What is needed.
Starting at the line that contains "Please point out the birch" and ending at the end of the material, put each line into a Markdown table with the columns Row and Line. Skip blank lines and leave the pictures out.

Source data.

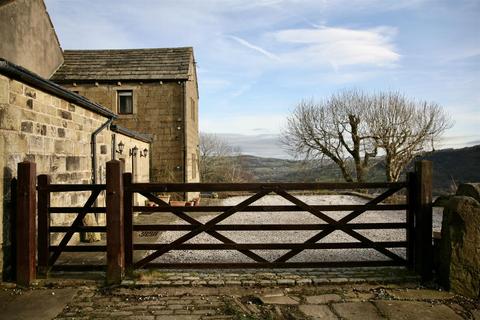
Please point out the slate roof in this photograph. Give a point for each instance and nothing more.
(25, 76)
(125, 64)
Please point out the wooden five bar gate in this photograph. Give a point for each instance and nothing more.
(120, 227)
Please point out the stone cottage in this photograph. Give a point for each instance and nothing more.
(152, 91)
(140, 106)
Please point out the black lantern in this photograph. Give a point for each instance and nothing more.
(120, 147)
(134, 151)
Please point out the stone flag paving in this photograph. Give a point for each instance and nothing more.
(344, 301)
(326, 294)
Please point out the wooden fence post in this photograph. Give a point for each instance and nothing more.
(423, 219)
(128, 219)
(43, 225)
(26, 210)
(12, 232)
(411, 189)
(115, 228)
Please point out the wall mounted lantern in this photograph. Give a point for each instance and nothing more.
(133, 151)
(120, 148)
(144, 153)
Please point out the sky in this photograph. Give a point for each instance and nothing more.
(257, 59)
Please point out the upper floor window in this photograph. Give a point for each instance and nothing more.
(125, 101)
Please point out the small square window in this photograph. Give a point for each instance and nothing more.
(125, 102)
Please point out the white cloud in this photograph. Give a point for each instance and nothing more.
(339, 46)
(246, 124)
(254, 47)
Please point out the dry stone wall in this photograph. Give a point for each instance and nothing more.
(460, 244)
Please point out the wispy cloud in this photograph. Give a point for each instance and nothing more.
(249, 45)
(339, 46)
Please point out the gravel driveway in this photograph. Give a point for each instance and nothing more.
(295, 217)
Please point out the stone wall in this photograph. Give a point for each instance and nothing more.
(158, 110)
(55, 134)
(459, 268)
(28, 38)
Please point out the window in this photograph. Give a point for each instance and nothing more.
(192, 108)
(125, 102)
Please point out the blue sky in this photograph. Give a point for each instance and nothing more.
(257, 59)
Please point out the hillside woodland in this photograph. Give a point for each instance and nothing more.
(450, 166)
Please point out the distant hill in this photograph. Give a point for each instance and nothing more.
(450, 167)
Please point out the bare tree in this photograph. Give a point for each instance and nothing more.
(219, 161)
(350, 127)
(403, 127)
(334, 129)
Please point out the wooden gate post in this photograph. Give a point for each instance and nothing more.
(411, 189)
(423, 219)
(115, 228)
(128, 220)
(43, 225)
(26, 210)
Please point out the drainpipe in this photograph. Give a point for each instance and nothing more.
(93, 144)
(185, 133)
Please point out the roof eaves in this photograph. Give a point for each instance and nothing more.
(130, 133)
(21, 74)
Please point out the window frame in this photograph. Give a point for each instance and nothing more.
(119, 92)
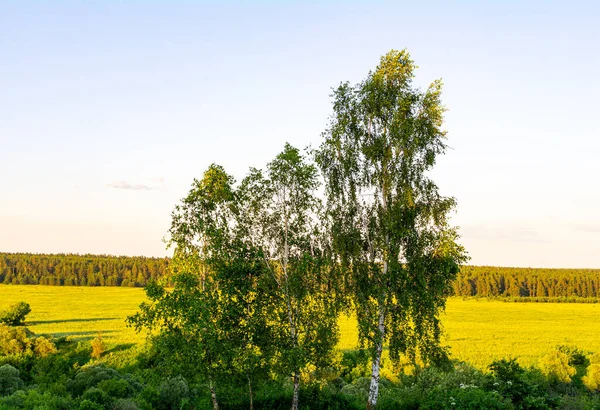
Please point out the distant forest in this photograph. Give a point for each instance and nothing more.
(136, 271)
(80, 270)
(488, 281)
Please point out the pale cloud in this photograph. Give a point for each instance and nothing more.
(509, 232)
(589, 228)
(128, 186)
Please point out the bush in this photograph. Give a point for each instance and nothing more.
(43, 347)
(556, 366)
(118, 388)
(98, 347)
(15, 315)
(10, 381)
(466, 399)
(90, 377)
(96, 395)
(171, 392)
(14, 340)
(34, 399)
(90, 405)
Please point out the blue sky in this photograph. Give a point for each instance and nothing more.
(109, 110)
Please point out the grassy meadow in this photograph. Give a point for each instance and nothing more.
(477, 330)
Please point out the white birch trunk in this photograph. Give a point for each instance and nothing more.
(376, 366)
(213, 394)
(296, 391)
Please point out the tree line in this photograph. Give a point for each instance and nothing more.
(263, 268)
(489, 281)
(107, 270)
(80, 270)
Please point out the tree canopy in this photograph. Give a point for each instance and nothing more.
(389, 222)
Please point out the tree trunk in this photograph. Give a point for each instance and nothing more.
(376, 367)
(250, 394)
(296, 390)
(213, 394)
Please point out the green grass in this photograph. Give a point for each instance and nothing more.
(477, 330)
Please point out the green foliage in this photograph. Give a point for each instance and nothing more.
(388, 221)
(10, 381)
(172, 392)
(80, 270)
(89, 377)
(592, 378)
(556, 366)
(529, 284)
(14, 340)
(15, 315)
(97, 396)
(98, 347)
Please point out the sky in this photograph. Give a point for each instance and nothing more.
(109, 110)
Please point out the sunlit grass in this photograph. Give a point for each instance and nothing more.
(478, 331)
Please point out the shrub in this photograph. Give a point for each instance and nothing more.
(592, 378)
(90, 377)
(98, 347)
(15, 315)
(118, 388)
(10, 381)
(14, 340)
(34, 399)
(90, 405)
(96, 395)
(508, 375)
(43, 347)
(171, 392)
(556, 366)
(50, 369)
(466, 399)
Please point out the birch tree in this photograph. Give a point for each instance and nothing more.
(280, 213)
(389, 223)
(209, 320)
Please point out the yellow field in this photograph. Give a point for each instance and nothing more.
(478, 331)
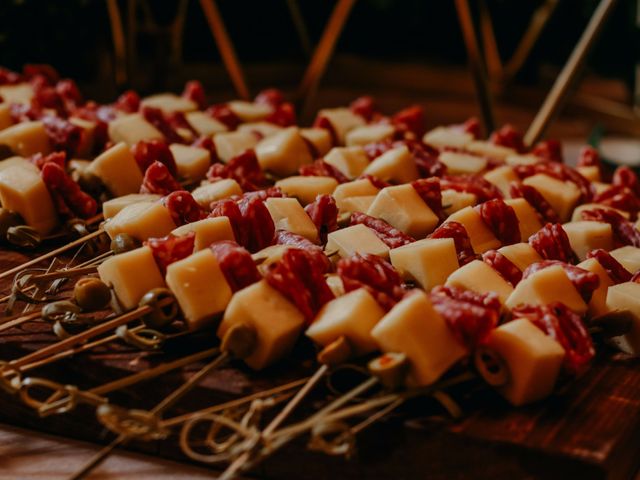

Worked solution.
| Row | Line |
|---|---|
| 1 | Please point out the birch tree in this photograph. Give a point for each instance and nothing more. |
| 2 | (280, 213) |
| 3 | (389, 223) |
| 4 | (209, 320) |
| 5 | Please point out the yellow field in this photograph. Give a point for each instance and nothing more. |
| 6 | (478, 331) |